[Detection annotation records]
· · · · ·

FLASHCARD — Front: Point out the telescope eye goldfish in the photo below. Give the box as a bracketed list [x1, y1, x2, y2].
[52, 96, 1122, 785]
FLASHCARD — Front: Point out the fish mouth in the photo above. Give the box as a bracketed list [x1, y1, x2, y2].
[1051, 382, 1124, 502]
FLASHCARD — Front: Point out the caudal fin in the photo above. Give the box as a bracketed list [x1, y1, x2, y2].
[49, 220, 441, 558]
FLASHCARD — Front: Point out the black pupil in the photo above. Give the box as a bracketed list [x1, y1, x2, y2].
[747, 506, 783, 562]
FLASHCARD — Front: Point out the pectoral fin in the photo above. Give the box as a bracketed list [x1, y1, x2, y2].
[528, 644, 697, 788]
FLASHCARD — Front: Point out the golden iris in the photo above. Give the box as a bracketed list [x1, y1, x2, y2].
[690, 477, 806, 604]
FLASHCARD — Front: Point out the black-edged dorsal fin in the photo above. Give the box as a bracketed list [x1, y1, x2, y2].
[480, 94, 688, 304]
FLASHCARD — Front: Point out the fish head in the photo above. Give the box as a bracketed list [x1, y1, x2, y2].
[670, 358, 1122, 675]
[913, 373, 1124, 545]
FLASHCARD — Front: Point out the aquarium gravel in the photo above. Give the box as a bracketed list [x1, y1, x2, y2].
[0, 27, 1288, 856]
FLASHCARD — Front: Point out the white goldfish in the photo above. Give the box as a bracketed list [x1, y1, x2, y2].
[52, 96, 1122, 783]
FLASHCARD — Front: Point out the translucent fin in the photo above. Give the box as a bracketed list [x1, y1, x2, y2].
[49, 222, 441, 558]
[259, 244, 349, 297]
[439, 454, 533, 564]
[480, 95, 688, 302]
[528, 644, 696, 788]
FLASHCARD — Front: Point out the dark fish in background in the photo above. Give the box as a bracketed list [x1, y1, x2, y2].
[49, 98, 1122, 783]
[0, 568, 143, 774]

· · · · ·

## What to work on
Revise the material above by replacing each "bracketed list" with "list in square brackets" and keeping everything else unchanged.

## Exercise output
FLASHCARD — Front: Point out the telescope eye goldfish in the photo below. Give the box as a list in square brackets [x1, y1, x2, y2].
[52, 96, 1122, 785]
FLASHCARD — Front: Point out the fish mouth in the photo above. Give the box as a list in square brackets [x1, y1, x2, y2].
[1051, 382, 1124, 502]
FLASHCARD — Front: Point out the caudal fin in the photo above. Give the box as a list in square brackets [x1, y1, x2, y2].
[49, 220, 441, 558]
FLASHCARD — Front: Point out the black pupil in the photo above. Give the box as a list in square brackets [x1, y1, x2, y2].
[747, 506, 783, 562]
FLASHCARD — Front: Point out the pectoral fin in the photo above. Give the box as a list in square brackets [x1, y1, x2, y2].
[528, 644, 697, 788]
FLASHCARD — Front: Point out the golden iris in the photo above. Give the box as a list in square brackets [x1, y1, x2, y2].
[690, 477, 806, 604]
FLASHCARD — Front: Point out the black-edged dorsal fin in the photo above. Give the box as a list in square brackets [x1, y1, x2, y2].
[480, 94, 688, 304]
FLASHCARD — Front: Point out the fish head in the photo above. Give the box as a list in square brackets [x1, y1, x2, y2].
[670, 358, 1122, 675]
[913, 373, 1124, 545]
FLASHCARD — Front: Point out the aquarium gravel in the photo above. Give the box as a list in square brackets [x1, y1, x2, y2].
[0, 27, 1288, 856]
FLASHCARD — Front: Point out the white goldfish in the photo above. Give the box as a list in square brackets [x1, y1, x2, y2].
[52, 96, 1122, 783]
FLASHCARD — Front: Point out the translucent fin in the photo above. Give the box as a list in square brackets [x1, y1, x2, y2].
[49, 222, 441, 558]
[259, 244, 349, 297]
[439, 454, 533, 564]
[480, 95, 688, 302]
[528, 644, 696, 788]
FLASHCARD — Front: Point out the dark fish in background in the photo above. Give the box as a list in square brackets [x1, y1, x2, y2].
[49, 98, 1122, 783]
[0, 568, 143, 774]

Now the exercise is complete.